--- start Input ---

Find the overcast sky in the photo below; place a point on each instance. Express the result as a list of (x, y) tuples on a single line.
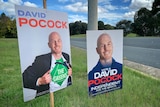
[(109, 11)]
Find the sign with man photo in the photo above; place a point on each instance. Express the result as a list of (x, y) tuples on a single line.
[(104, 60), (45, 57)]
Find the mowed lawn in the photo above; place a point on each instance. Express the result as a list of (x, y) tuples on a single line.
[(138, 90)]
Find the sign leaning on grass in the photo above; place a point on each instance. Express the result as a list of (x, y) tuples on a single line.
[(34, 26), (104, 60)]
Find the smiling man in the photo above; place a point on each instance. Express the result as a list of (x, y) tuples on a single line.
[(51, 71), (107, 74)]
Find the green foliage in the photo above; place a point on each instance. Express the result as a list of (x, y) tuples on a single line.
[(138, 90), (126, 25)]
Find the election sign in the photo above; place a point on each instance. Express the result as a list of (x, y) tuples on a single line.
[(34, 26), (104, 61)]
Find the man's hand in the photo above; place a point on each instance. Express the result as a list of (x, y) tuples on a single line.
[(69, 70), (45, 79)]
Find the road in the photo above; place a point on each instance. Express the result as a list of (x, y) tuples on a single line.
[(143, 50)]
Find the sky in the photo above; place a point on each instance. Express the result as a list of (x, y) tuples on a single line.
[(109, 11)]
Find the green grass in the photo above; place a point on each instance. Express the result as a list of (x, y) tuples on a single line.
[(138, 90)]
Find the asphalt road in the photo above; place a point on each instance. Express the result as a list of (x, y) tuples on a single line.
[(143, 50)]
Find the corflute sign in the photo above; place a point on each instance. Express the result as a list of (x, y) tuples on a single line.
[(104, 59), (42, 72)]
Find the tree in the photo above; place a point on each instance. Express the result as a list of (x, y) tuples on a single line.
[(125, 25), (143, 22), (100, 25)]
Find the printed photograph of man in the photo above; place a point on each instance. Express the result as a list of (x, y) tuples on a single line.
[(107, 70), (47, 67)]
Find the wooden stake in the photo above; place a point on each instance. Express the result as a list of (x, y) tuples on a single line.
[(51, 99), (44, 4)]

--- end Input ---

:: Task details ::
Only the lines from the one that contains "Find the tree" through the last line should be repeated, each exactly as it stands, with both ends included.

:: The response ::
Find the tree in the photo above; place a point on each instance. Express the result as a list of (x, y) tuples on a single line.
[(125, 25), (143, 22), (100, 25)]
Find the printed photograph of man in the photo above; place a point on each instance. Express the result as a list of (x, y) tuples on a single line.
[(107, 70), (47, 67)]
Find the wooden stake in the photo above; place a point on each instance. Express the result as a list of (x, y) tuples on a single line.
[(51, 99), (44, 4)]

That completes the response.